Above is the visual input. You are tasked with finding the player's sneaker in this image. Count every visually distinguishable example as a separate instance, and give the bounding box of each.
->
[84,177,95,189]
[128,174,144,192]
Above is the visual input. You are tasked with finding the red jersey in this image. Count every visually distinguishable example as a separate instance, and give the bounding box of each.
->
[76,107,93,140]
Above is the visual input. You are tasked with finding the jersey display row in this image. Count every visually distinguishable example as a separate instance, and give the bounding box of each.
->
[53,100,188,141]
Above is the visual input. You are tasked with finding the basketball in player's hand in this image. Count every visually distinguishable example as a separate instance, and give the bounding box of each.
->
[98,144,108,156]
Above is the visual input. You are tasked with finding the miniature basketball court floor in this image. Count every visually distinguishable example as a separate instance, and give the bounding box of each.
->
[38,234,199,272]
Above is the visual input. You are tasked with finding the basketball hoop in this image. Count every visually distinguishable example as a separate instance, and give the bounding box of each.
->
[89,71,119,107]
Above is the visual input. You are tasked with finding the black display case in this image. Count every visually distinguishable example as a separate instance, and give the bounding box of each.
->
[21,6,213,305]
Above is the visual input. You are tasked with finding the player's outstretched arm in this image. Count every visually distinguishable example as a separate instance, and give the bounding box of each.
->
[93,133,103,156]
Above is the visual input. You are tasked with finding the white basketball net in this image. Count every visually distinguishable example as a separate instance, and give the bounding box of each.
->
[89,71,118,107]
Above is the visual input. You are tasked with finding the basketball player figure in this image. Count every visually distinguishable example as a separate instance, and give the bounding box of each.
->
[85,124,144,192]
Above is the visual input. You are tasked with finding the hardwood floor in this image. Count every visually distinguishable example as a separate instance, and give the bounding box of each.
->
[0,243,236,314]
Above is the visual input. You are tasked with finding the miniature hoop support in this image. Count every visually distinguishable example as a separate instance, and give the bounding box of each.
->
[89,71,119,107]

▶ EXERCISE BRIEF
Copy all of the records above verbatim, line for line.

▶ SOLUTION FOR THIS PROBLEM
Above is the visual input. You are tasked with finding the player's sneaker in this image. Count every visually distinguishable example as a separate instance, and give the bounding box of each.
->
[84,177,95,189]
[128,174,144,192]
Above is the visual input. You are tasked with finding the red jersey in this image. Count every visually distinguishable example as a separate instance, and give the bounding box of each.
->
[76,107,93,140]
Above is the visual input. You are tasked with finding the jersey display row in this image. Count every visually distinguishable example as a separate instance, and give the bounding box of each.
->
[53,100,188,141]
Above is the visual input. You are tasked with finding the basketball in player's hand in this image. Count every visually distinguishable example as a separate instance, and give the bounding box of each.
->
[98,144,108,156]
Above is the visual input. You are tasked with finding the miniature basketball court floor in this image. Count every visually distinguishable example as a separate instance, and give the bounding box of each.
->
[38,234,199,272]
Above is the visual input. You are tasked with finding the basketball hoop in this image. Count every visually distinguishable example as a separate instance, and give the bounding box of each.
->
[89,71,119,107]
Above is the visual input. You are tasked with finding the black display case in this image. Count every visually distinguishable example as a separate instance, and give the bounding box of each.
->
[21,6,213,305]
Above is the visual input. You are tasked with finding the player's outstretched arm in this image. Count every visually distinguishable example as a separate instance, and give the bounding box of each.
->
[93,133,103,156]
Above is the visual input. You are tasked with finding the white basketball net in this image. Count every visually distinguishable example as a separate instance, and give the bounding box of each.
->
[89,71,118,107]
Above is the visual input. You are tasked with finding the basketball player figure in this image. Count every visually distinguishable example as a separate instance, and give the bounding box of each.
->
[85,124,144,192]
Above is the visual input. You are tasked with finding the hardwood floor in this image. Count every visually distinguishable example as a separate instance, and give the bounding box of each.
->
[0,243,236,314]
Above is the visual input. You are tasked with finding the miniature hoop support in this image. Count every visually distinguishable example as a separate instance, and give the bounding box of each.
->
[89,71,119,107]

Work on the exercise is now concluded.